◆ **Source data**
[Begin]
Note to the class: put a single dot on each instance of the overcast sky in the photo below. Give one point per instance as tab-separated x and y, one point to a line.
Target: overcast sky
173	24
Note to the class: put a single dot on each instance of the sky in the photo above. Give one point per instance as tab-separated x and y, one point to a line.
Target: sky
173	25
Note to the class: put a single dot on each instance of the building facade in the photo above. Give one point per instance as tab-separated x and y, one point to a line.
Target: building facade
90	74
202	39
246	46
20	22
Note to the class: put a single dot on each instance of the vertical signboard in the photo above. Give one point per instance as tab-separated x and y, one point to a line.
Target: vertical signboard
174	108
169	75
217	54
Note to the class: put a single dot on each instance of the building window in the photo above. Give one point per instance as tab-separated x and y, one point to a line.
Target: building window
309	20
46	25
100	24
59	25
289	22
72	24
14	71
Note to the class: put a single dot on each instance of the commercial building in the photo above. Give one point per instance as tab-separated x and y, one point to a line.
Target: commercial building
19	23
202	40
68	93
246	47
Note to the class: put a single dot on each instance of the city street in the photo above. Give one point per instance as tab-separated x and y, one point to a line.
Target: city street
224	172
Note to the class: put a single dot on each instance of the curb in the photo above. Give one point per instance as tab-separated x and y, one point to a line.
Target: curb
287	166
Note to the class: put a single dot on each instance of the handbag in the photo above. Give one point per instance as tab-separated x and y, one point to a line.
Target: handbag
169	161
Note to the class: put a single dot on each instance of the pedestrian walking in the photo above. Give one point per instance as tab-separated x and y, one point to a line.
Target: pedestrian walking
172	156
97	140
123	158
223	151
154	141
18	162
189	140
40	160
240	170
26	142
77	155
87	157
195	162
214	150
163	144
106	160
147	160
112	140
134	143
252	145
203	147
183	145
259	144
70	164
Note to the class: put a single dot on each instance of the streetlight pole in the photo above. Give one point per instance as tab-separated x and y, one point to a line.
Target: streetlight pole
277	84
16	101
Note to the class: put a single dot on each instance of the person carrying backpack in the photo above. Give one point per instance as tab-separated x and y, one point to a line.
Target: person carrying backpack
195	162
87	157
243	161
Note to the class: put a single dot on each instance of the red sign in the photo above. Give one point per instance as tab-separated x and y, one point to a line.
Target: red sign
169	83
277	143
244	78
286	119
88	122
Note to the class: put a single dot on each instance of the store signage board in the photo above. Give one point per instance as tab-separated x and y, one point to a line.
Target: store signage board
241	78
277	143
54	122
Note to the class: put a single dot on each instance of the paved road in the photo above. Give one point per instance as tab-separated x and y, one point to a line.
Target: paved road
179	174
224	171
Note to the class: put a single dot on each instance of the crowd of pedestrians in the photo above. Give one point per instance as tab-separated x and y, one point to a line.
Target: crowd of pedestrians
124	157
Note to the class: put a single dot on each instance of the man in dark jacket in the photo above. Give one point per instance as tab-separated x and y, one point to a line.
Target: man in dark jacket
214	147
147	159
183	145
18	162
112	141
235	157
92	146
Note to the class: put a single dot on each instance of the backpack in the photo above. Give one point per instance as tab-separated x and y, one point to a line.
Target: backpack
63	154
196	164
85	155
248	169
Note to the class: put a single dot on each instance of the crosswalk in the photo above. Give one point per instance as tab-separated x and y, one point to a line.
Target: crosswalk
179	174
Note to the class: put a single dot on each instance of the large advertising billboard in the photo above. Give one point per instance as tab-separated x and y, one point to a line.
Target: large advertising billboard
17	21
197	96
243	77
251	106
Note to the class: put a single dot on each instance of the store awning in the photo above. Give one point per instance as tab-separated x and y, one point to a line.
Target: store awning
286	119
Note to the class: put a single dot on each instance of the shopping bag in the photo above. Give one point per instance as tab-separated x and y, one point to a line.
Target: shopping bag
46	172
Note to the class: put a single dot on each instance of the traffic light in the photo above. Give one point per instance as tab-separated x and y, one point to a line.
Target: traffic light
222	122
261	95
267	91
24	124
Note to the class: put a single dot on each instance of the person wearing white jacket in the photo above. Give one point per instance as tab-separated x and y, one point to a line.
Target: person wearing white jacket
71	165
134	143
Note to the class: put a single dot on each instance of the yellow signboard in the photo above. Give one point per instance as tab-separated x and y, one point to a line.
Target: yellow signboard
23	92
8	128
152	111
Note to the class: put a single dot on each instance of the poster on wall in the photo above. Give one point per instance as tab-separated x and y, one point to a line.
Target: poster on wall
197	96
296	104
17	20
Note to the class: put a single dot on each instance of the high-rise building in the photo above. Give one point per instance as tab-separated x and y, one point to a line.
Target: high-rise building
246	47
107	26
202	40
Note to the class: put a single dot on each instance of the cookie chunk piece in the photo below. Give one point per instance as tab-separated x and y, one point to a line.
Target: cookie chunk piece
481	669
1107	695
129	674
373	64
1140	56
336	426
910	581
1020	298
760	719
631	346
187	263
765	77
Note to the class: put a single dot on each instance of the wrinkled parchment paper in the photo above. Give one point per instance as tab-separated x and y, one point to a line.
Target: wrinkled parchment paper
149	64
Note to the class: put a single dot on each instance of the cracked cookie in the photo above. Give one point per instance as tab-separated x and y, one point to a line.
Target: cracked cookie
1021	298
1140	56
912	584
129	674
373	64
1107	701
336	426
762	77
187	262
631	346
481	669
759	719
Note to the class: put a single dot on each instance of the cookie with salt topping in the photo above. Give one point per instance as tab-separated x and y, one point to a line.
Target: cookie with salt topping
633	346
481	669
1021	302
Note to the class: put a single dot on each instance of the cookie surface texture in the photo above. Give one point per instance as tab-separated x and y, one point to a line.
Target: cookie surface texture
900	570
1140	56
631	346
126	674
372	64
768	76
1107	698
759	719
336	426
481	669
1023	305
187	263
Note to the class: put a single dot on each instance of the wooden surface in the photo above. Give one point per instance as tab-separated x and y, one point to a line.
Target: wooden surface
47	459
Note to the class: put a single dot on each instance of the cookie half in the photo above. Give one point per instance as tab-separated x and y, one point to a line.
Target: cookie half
[End]
◆ **Exercise**
Return the entries above exactly as they appear.

◆ **Response to this exercise**
Note to the class: put a single dot on each instance of the overcast sky in the photo below. Give one point per instance as tab-separated x and y, one point to a line.
Target: overcast sky
173	24
Note to the class: put a single dot on each instance of the sky in the photo above. Give one point per instance as tab-separated x and y, one point to a line.
Target: sky
173	25
Note to the class: put a single dot on each instance of the building facade in the photo above. Give one point per instance as tab-separated x and y, one point to a line.
Target: building facade
90	74
202	39
246	46
20	22
Note to the class: put a single dot on each instance of the vertical signboard in the photo above. Give one point per instance as tab-separated x and y, one point to a line.
Target: vertical signboard
174	108
169	75
217	54
Note to the class: put a single dot on each instance of the building window in the photo above. Give one point per instance as tab-separated x and y, one point to a line.
Target: building window
309	20
46	25
100	24
59	25
289	22
72	24
14	71
Note to the class: put a single dot on each instance of the commercial building in the photo above. Give one point per instance as tab-separated x and y, one point to a line.
Target: commercial building
19	23
202	40
68	93
246	47
Note to the class: put a single dot on each instance of the city street in the photo above. Give one point per instance as tab-separated x and y, one point to a line.
Target: city street
224	172
Note to the class: put a single dot on each instance of the curb in the photo above. Give one point per instance as tab-separated x and y, one point to a line.
Target: curb
287	166
Note to the class: put a single dot on each instance of the handbag in the photo above. Give one point per instance as tab-separated x and y, one point to a line.
Target: handbag
169	161
Note to the class: put a single dot on each instance of the pedestrian walking in the photo above. Give one point per instance as tab-separated x and y, one point to a line.
Target: pedestrian walking
172	156
97	140
123	158
223	151
154	141
18	162
189	140
40	160
240	170
26	142
77	155
87	157
195	162
214	150
163	144
106	160
147	160
112	140
134	143
252	145
203	147
183	145
259	144
70	164
Note to the class: put a single dot on each instance of the streetlight pole in the photo above. Give one point per instance as tab-separated x and y, one point to a line.
Target: streetlight pole
277	84
16	101
Note to the class: put a single dot on each instance of the person carrying backpack in the photo above. Give one point per instance as tab-separated x and y, one point to a line.
Target: person carrying backpack
195	162
87	157
243	161
Note to the class: put a single dot on each instance of the red sign in the photo above. Give one point per instance as tab-separated x and y, one point to a line.
Target: red sign
169	83
277	143
244	78
286	119
88	122
Note to the class: put a single dot on each instance of the store signage board in the photo above. Give one point per instance as tab-separated x and y, one point to a line.
Target: store signage board
241	78
277	143
54	122
Note to the class: put a single dot on each instance of the paved road in the photo above. Give one point per instance as tab-separated x and y, one point to a line.
Target: paved road
179	174
224	171
Note to the class: put a single dot on each instance of the crowd of pedestrians in the photo above. Give one point per instance as tab-separated x and y, one point to a line.
Target: crowd of pedestrians
124	157
Note to the class: put a single dot on each instance of the man in dark jacket in the photo above. Give one point per instance as tab-separated x and y, one point to a line.
Target: man in dark jacket
214	147
147	159
183	145
18	162
112	141
235	157
92	146
Note to the class: put a single dot on each instance of the backpack in the photo above. Give one point per instance as tab-separated x and y, one point to a line.
Target: backpack
63	154
196	164
85	155
248	169
Note to the class: put a single dot on each instance of the crosswalk in the photo above. Give one point per instance as tab-separated x and y, one point to a line.
Target: crosswalk
179	174
Note to the class: put a single dot on each instance of the large advertising billboard in the photo above. Give one point per instance as tab-separated x and y, one point to a line.
Target: large advertising billboard
17	21
197	96
243	77
251	106
Note to the class: put a single dot on each instance of the store awning in the photo above. Give one point per instance as tab-separated x and y, one point to a line.
Target: store awning
286	119
Note to the class: put a single dot on each instance of the shopping bag in the photo above. Give one point per instance as tab-separated x and y, one point to a line.
Target: shopping bag
46	172
Note to the class: put a single dot on each instance of the traffic light in the photo above. Give one point per instance as tab-separated x and y, one point to a line.
Target: traffic light
222	122
261	95
267	91
24	124
Note to the class: put a single dot on each instance of the person wearing white jacket in the photo above. Give one point per instance as tab-separated x and y, one point to a line.
Target: person wearing white jacket
71	165
134	143
Note to the class: put a single dot on each instance of the yellow signboard in the photo above. Give one point per instance as tab-separated x and y, one point to a line.
Target: yellow signboard
23	92
8	128
152	111
Note to the class: put a single dot on each instance of the poster on wall in the photo above. Give one point per instance as tab-separated x and y, one point to a line.
Target: poster on wall
197	96
296	104
17	20
Note to the class: put a single dot on each instance of the high-rise building in the photo above. Give one point per instance as tab-separated x and y, one point to a line.
Target: high-rise building
246	47
107	26
202	40
Note to the class: put a single dot on each instance of the cookie chunk piece in the photo below. Give one point per instance as tab-separated x and y, one point to a line.
Target: cookie chunk piece
481	669
1107	695
129	674
373	64
1140	56
336	426
910	581
1020	298
760	719
631	346
187	263
765	77
Note to the class: put a single dot on each instance of the wrinkled parchment paper in the photo above. Give one point per instance as tab-separated x and y, one point to a line.
Target: wrinkled parchment paper
149	64
Note to the class: put a single dot on each instance of the cracked cookie in the photo above. Give one point per instance as tab-separated x and y, one point to a line.
Target: cracked cookie
1021	298
1140	56
912	584
129	674
373	64
1107	701
336	426
762	77
187	262
631	346
481	669
759	719
Note to the class: put a single dot on each instance of the cookie with salt topping in the photo above. Give one point per instance as tab-separated x and y, one point to a line.
Target: cookie with salt topping
633	346
481	669
1021	302
Note to the class: put a single dot on each instance of the cookie surface texture in the photo above. Give one point per instance as tab-separated x and y, one point to a line.
Target: cookie surface texture
900	570
1140	56
631	346
126	674
372	64
768	76
1107	698
759	719
336	426
481	669
1023	305
187	263
Note to the class: put a single dot on each instance of the wooden surface in the photo above. Give one point per instance as tab-separated x and y, one point to a line.
Target: wooden surface
47	459
Note to the class: put a single dot on each instance of the cookie half in the photo above. Give one point per instance as tab-separated x and y, one point to a line.
Target: cookie half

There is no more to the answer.